TEXTO MOSTRADO:
¿Cómo ser demócrata y no morir en el intento?
«Ser demócratas no es la obligación de ser esquizofrénicos, sino de mantener eso que evoca tiempos antiguos, pero que resulta crucial para la vida civil y civilizada: tener un talante»

Ilustración de Alejandra Svriz.
No dejé de preguntármelo mientras escuchaba el discurso de la diputada (y vicepresidenta del Gobierno), Yolanda Díaz, con su padre de cuerpo presente, muy enfadada y exigiendo pedir perdón… al líder de la oposición, el señor Núñez Feijóo. Como saben, la ocasión era la de dar cuenta, por parte del presidente del Gobierno y ante la sede de la soberanía, de los gravísimos casos de corrupción que afectan a su gobierno, a su partido y a su familia.
Díaz advirtió a Sánchez sobre la «angustia de la ciudadanía progresista», como si la angustia del resto de la ciudadanía no-progresista (signifique eso lo que signifique) no contara tanto. Esa «otra» ciudadanía es un «ellos» constante en el discurso de la vicepresidenta, como en el de otros muchos que se reivindican «de ese espacio»; una ejemplificación, si se me permite, de polarización en sus más altas cotas, o, más precisamente, de «discurso de odio»; una inquina que alcanzó su cénit cuando la vicepresidenta afirmó: «Este país es mucho mejor que el odio que ellos representan».
Esta proposición, el «animalito» (lingüístico) como gusta decir a Arcadi Espada, es prodigiosa y suscita enorme interés para cualquiera. Procedamos a una disección meramente superficial de la frase. «Este país», imagino que es España, y más concretamente el conjunto de sus ciudadanos. «Ellos» podemos suponer que son los diputados del PP y Vox, y no así los de cualesquiera otros grupos que en alguna interpretación plausible podrían también ser tenidos por «no progresistas». ¿O sí lo son Junts o el PNV? Pues bien, los 169 diputados que suman PP y Vox, «representan» a más de 11 millones de españoles que les votaron (poco más de tres millones son los representados por la formación política de Yolanda Díaz). La conclusión parece obvia: «este país» no incluye a esos más de 11 millones de españoles que son –ulterior escolio– sencillamente odiosos frente a lo que «es mejor», verbigracia, la «ciudadanía progresista», la que se angustia, aquella a la que Yolanda Díaz sí representa. Los «suyos», vaya.
Así se entiende mejor el colofón que la señora Díaz puso a su discurso: «Hoy subo aquí señor Feijóo en nombre de mi padre porque no querría jamás que gobernaran las derechas en nuestro país…». Las cursivas son mías, aunque en puridad, toda la frase es digna de ser enfatizada. Sobre todo la ocasión, la escenografía, el uso retórico de ese triste acontecimiento en la vida de cualquiera, incluso la de los «ellos», como es la muerte del padre. Lo personal es político, y lo mortal también por lo que parece.

FRAGMENTOS DE DATOS:
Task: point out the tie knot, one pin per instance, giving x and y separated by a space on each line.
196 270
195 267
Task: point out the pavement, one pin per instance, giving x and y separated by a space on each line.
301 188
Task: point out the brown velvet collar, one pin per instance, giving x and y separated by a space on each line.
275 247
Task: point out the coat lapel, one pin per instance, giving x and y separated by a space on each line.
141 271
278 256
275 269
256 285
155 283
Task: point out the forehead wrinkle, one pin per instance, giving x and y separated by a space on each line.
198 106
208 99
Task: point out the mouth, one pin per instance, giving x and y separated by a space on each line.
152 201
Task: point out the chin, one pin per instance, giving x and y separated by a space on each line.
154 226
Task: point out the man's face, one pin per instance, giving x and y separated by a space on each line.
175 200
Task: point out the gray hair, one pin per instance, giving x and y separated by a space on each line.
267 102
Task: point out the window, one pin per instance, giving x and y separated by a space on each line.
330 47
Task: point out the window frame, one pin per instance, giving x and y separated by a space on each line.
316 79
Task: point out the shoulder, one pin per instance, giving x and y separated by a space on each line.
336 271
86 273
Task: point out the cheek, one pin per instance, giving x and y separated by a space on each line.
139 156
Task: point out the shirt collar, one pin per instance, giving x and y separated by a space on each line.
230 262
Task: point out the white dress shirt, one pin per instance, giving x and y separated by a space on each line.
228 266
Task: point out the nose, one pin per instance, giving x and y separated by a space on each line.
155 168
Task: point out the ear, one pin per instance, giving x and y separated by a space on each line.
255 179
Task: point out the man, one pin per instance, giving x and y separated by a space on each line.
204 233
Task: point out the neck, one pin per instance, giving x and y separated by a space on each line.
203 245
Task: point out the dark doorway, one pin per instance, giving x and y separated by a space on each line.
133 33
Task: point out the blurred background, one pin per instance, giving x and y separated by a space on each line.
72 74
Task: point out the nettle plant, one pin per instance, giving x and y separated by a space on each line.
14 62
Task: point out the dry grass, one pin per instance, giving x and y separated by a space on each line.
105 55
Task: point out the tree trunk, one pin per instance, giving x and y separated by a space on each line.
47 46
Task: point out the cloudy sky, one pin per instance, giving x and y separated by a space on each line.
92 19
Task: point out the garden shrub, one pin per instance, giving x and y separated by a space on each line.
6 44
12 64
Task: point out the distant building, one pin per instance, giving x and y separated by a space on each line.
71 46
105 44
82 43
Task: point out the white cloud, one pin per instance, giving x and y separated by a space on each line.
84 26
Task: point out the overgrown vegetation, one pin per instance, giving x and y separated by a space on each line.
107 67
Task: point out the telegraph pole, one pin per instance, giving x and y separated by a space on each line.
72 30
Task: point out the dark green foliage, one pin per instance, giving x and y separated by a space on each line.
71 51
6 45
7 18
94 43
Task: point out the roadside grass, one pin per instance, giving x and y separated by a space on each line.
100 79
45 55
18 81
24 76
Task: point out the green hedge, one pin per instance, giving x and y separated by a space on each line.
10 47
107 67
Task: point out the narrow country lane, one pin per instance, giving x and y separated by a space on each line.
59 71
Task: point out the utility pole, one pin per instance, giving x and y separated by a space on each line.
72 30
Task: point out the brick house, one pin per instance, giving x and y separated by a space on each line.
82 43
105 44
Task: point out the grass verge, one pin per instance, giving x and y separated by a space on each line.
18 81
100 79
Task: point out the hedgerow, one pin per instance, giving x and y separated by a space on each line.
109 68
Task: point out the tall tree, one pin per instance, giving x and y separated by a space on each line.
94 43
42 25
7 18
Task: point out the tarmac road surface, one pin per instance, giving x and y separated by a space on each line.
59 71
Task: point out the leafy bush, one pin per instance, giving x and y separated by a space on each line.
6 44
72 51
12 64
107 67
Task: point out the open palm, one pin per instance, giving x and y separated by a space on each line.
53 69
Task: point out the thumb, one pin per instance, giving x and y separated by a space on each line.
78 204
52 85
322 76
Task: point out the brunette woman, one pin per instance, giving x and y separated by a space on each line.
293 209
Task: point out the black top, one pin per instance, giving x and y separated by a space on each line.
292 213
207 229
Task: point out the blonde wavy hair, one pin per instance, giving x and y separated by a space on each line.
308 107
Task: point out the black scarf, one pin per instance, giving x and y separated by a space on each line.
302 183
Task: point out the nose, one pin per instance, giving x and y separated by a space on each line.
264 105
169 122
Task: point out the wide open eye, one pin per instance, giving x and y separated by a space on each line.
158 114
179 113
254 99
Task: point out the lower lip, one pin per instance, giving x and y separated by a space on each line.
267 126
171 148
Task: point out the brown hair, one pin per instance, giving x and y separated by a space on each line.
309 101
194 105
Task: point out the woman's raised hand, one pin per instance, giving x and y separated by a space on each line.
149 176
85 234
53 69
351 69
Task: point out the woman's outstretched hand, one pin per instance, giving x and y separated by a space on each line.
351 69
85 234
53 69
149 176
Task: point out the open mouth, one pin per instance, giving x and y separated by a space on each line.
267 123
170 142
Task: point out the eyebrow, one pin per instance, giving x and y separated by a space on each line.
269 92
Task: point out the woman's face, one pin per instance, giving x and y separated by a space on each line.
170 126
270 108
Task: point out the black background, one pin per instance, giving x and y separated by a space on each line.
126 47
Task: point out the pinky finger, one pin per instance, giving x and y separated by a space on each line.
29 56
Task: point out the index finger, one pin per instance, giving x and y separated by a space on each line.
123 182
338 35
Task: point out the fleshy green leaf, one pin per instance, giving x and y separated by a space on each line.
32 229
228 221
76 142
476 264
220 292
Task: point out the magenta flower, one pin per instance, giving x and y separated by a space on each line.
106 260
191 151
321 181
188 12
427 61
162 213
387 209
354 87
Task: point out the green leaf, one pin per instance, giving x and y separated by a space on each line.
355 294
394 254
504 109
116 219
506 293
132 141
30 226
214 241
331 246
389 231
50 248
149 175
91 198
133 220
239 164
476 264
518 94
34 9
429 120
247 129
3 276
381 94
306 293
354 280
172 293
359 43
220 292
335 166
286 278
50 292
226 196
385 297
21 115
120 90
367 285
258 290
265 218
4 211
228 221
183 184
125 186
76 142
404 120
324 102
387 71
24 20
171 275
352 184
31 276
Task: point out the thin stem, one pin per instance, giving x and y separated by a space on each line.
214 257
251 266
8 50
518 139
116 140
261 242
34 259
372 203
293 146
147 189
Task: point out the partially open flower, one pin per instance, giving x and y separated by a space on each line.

TAREAS REQUERIDAS:
[1] Según el texto sobre el discurso de Yolanda Díaz, ¿cuántos diputados suman PP y Vox?
[2] Transcribe del texto sobre el discurso de Yolanda Díaz el fragmento que va desde «Ilustración de Alejandra» hasta «a su familia.», ambos incluidos.

LISTA DE SOLUCIONES:
[1] PP y Vox suman 169 diputados.

[2]
Ilustración de Alejandra Svriz.
No dejé de preguntármelo mientras escuchaba el discurso de la diputada (y vicepresidenta del Gobierno), Yolanda Díaz, con su padre de cuerpo presente, muy enfadada y exigiendo pedir perdón… al líder de la oposición, el señor Núñez Feijóo. Como saben, la ocasión era la de dar cuenta, por parte del presidente del Gobierno y ante la sede de la soberanía, de los gravísimos casos de corrupción que afectan a su gobierno, a su partido y a su familia.